* [DOCUMENT]
----

Show me your ways, Lord,Psalm 25:4-5
teach me your paths.
Guide me in your truth and teach me,
for you are God my Savior,
and my hope is in you all day long.
Each evening it has become my routine (as part of getting dad ready for the night) to sit down at my parents’ piano and play a couple of hymns. There are several volumes I thumb through randomly, settling on hymns that are not only familiar, but easy to play (I am only prepared to go so far as four flats, or two sharps).
Monday evening I played “Teach Me Your Way” (Mansell Ramsey, 1919). I have not seen or heard this since I was a teen, but the melody came back easily and I played it through a couple of times.
Teach me Your way, O Lord, Teach me Your way; Your guiding grace afford, Teach me Your way. Help me to walk aright; More by faith, less by sight; Lead me with heavenly light, Teach me Your way.
“It’s a lovely hymn,” my mum said. “Please play the last verse.”
So I did, singing along, haltingly. But as I did I heard the words and they were too deep, too emotionally fraught, to apropos. My eyes filled up; the words stuck in my throat; I had to reach for my handkerchief.
Long as my life shall last, Teach me Your way; Where’er my lot be cast, Teach me Your way. Until the race is run, Until the journey’s done, Until the crown is won, Teach me Your way.

----

* [GIVEN RECORDS]
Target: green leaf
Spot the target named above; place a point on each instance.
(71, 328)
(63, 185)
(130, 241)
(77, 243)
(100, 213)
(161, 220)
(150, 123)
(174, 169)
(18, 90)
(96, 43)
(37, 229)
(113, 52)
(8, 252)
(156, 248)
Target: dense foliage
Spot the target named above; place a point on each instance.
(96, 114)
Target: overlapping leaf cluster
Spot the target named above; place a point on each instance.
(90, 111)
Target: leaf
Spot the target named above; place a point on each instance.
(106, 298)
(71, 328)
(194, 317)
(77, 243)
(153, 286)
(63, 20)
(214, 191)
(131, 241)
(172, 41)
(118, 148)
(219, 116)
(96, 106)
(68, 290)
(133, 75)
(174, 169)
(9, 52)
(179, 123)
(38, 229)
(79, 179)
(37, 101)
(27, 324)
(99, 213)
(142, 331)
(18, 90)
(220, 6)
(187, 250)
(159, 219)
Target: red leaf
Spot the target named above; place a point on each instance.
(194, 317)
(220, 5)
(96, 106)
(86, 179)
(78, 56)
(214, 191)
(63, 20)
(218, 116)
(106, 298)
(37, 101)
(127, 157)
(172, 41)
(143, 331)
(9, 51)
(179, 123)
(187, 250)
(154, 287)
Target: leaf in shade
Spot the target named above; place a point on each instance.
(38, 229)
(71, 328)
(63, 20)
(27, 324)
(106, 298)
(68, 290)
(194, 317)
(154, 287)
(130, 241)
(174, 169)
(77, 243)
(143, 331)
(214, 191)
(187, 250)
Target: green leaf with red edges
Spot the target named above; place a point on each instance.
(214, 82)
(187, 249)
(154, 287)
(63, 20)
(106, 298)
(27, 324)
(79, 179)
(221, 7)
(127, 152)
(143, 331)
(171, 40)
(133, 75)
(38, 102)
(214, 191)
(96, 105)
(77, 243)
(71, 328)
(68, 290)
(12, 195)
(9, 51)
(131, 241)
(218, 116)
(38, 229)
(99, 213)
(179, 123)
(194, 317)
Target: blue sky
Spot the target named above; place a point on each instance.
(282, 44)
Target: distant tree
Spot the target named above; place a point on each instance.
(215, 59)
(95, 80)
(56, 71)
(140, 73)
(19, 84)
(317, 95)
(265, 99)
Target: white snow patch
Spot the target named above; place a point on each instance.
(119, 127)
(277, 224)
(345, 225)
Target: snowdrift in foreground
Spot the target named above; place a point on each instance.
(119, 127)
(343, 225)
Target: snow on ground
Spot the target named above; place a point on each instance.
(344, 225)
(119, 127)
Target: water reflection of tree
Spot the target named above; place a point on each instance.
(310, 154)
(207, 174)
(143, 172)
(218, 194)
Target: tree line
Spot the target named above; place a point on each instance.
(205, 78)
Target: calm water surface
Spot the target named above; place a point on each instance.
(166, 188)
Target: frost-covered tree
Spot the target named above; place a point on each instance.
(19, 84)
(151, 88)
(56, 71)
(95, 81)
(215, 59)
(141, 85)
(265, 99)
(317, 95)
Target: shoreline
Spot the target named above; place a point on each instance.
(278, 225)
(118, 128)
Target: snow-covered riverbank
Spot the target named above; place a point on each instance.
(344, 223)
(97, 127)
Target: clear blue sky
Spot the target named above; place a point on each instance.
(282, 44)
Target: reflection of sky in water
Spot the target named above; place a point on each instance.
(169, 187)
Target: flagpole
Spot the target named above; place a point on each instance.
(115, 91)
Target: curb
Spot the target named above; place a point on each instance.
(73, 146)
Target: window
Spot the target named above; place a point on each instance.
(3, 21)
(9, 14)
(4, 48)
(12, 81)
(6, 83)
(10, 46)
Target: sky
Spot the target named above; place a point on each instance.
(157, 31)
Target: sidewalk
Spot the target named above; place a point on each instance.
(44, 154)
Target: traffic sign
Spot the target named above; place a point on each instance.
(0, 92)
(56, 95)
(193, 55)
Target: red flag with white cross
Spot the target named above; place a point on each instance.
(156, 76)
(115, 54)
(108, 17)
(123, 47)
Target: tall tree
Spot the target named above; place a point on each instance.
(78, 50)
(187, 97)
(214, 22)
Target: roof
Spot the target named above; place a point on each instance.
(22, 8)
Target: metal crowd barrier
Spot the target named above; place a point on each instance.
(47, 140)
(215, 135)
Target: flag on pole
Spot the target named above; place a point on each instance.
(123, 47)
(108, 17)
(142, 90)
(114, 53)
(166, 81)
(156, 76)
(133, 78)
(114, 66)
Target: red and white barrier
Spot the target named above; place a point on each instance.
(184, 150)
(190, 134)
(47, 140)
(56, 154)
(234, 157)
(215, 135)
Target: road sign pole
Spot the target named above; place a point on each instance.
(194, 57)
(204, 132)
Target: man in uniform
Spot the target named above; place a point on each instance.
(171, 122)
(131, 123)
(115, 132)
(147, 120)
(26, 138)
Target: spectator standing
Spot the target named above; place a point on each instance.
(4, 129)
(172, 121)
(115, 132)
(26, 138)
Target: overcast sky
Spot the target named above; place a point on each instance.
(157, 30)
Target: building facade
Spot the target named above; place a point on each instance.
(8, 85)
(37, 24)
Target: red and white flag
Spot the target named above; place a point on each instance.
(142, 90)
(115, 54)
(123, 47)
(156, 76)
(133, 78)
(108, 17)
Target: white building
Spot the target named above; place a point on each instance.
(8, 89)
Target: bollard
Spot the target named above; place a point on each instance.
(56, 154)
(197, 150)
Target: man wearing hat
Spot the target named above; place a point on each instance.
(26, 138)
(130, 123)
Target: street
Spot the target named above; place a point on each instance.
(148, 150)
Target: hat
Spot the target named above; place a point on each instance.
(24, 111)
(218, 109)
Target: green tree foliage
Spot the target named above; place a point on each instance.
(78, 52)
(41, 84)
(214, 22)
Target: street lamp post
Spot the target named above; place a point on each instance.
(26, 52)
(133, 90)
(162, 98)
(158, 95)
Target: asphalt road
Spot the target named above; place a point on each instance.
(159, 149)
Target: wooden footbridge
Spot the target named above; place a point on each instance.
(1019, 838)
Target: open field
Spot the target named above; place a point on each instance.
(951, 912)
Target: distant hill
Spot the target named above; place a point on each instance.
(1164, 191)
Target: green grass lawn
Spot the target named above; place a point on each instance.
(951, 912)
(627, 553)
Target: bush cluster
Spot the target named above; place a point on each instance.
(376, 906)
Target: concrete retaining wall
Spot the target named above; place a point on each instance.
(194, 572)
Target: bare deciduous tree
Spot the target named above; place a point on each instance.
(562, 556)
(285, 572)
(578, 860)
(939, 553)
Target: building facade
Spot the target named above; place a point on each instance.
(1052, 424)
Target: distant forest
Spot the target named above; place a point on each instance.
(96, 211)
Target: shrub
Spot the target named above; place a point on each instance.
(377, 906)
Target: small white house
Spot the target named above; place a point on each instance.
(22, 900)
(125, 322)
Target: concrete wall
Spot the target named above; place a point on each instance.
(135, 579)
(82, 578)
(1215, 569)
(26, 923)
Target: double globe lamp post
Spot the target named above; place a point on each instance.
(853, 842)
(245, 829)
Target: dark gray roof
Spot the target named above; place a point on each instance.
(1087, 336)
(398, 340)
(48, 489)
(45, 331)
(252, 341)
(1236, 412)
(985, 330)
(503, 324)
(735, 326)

----

* [SET OF TASKS]
(A) According to the post, who wrote "Teach Me Your Way," and in what year?
(B) For each statement, say whether it agrees with the post, and quote the words that decide it: (i) The writer plays hymns on a piano every evening. (ii) The writer will play hymns in any key signature. (iii) The writer's mum asked to hear the first verse.
(C) Reproduce the post's wording between "Long as my life" and "won, Teach me Your way.", inclusive.
Rely only on the post itself.

* [OUTPUTS IN ORDER]
(A) Mansell Ramsey, in 1919.

(B)
(i) Yes: "Each evening it has become my routine (as part of getting dad ready for the night) to sit down at my parents’ piano and play a couple of hymns."
(ii) No: "I am only prepared to go so far as four flats, or two sharps"
(iii) No: "Please play the last verse."

(C)
Long as my life shall last, Teach me Your way; Where’er my lot be cast, Teach me Your way. Until the race is run, Until the journey’s done, Until the crown is won, Teach me Your way.